DIRECTIVES
(A) From the Ryan v. Canton Nat. Bank case header, list every person it names who is not one of the judges of the court hearing the appeal.
(B) Reproduce word for word the portion of the Ryan v. Canton Nat. Bank case header starting with "Decision Date14 June" and going on through "Hayes, for appellant.".

TEXT EXCERPT
Ryan v. Canton Nat. Bank

Decision Date14 June 1906
Citation63 A. 1062,103 Md. 428
PartiesRYAN v. CANTON NAT. BANK OF BALTIMORE COUNTY.
CourtMaryland Court of Appeals

Appeal from Superior Court of Baltimore City; Charles E. Phelps Judge.

Action by Timothy Ryan against the Canton National Bank of Baltimore County. From a judgment in favor of defendant, plaintiff appeals. Affirmed.

Argued before McSHERRY, C.J., and BRISCOE, BOYD, PAGE, PEARCE SCHMUCKER, and JONES, JJ.

Thomas G. Hayes, for appellant.

S. S Field, for appellee.

PEARCE J.

EXTRACTED MATERIAL

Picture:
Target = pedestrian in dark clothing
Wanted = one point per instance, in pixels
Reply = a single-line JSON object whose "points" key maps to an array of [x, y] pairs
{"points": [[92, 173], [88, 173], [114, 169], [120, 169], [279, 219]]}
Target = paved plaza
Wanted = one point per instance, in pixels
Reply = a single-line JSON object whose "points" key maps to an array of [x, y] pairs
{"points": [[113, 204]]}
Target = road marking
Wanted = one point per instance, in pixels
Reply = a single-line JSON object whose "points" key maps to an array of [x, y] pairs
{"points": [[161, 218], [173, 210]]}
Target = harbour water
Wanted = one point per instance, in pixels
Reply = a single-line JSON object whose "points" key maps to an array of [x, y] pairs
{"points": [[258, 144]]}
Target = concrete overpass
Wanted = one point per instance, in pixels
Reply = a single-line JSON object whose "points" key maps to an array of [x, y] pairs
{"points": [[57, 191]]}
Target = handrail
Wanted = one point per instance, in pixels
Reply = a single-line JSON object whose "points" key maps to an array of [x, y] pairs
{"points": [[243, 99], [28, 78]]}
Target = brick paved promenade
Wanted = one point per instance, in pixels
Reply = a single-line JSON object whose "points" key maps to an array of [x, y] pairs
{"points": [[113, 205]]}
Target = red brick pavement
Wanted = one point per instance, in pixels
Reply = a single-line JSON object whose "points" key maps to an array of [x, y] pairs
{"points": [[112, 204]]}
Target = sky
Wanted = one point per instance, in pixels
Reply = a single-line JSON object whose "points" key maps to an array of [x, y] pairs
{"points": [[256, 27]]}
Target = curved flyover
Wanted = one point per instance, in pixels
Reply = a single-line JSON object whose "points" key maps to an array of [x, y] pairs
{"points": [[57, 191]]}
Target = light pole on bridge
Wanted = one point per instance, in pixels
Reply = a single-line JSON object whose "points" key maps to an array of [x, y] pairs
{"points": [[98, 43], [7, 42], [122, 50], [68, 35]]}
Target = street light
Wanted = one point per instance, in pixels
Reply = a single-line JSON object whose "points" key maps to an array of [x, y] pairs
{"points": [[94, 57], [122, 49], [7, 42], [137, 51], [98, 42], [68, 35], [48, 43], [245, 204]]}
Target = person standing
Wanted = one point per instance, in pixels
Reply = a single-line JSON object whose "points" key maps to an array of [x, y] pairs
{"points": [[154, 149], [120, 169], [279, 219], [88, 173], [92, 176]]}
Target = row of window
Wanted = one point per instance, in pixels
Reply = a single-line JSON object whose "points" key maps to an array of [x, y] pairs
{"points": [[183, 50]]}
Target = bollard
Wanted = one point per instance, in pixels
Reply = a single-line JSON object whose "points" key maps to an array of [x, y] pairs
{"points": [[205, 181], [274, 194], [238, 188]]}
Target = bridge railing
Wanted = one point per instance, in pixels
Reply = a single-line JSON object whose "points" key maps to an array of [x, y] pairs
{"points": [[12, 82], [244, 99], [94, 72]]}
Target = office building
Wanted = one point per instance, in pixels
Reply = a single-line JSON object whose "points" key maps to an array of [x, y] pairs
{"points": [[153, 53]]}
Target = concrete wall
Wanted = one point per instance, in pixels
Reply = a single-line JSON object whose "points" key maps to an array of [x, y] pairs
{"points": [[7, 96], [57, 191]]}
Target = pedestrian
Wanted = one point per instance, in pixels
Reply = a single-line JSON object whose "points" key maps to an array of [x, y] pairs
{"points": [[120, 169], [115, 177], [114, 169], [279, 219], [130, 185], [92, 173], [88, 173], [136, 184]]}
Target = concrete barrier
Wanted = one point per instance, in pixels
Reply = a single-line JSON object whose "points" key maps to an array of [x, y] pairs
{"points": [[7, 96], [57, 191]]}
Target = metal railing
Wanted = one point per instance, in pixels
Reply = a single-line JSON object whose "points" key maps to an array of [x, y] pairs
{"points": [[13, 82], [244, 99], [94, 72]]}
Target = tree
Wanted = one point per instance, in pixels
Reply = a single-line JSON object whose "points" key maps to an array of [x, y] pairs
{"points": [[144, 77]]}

THE RESULTS
(A)
Charles E. Phelps
Timothy Ryan
Thomas G. Hayes
S. S Field

(B)
Decision Date14 June 1906
Citation63 A. 1062,103 Md. 428
PartiesRYAN v. CANTON NAT. BANK OF BALTIMORE COUNTY.
CourtMaryland Court of Appeals

Appeal from Superior Court of Baltimore City; Charles E. Phelps Judge.

Action by Timothy Ryan against the Canton National Bank of Baltimore County. From a judgment in favor of defendant, plaintiff appeals. Affirmed.

Argued before McSHERRY, C.J., and BRISCOE, BOYD, PAGE, PEARCE SCHMUCKER, and JONES, JJ.

Thomas G. Hayes, for appellant.